▸ Referring expression data
----
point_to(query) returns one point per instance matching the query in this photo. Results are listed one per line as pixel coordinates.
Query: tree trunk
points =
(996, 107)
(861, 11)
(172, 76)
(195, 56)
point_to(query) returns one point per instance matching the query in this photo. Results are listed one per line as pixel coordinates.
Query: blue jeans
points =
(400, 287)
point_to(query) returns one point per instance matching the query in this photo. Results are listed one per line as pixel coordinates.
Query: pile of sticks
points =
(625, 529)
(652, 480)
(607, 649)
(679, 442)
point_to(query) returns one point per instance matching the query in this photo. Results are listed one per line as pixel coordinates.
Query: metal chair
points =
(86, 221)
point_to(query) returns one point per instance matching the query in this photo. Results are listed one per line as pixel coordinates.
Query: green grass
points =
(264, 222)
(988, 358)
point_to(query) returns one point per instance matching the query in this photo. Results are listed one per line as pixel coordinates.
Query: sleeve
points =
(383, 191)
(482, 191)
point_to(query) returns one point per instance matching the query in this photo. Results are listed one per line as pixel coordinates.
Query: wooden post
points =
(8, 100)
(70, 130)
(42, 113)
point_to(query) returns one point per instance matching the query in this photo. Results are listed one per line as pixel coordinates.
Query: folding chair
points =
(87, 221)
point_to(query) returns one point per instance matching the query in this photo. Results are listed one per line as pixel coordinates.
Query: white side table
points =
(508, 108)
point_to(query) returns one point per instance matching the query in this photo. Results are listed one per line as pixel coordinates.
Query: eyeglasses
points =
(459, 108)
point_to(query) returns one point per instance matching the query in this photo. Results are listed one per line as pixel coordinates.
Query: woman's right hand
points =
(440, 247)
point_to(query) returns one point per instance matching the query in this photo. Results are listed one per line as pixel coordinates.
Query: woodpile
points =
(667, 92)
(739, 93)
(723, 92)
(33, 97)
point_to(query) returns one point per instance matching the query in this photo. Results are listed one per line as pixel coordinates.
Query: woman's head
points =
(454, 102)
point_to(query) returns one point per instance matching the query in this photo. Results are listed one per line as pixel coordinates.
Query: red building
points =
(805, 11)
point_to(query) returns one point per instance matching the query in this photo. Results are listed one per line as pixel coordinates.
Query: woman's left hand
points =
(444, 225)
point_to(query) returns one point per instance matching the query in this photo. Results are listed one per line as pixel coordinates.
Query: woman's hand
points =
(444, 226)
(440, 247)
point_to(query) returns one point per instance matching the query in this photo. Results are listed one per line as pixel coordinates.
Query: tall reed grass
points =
----
In the records, which lines mention the word "woman"? Copy those lines.

Query: woman's right hand
Query: woman's head
Query: woman's left hand
Query: woman's hand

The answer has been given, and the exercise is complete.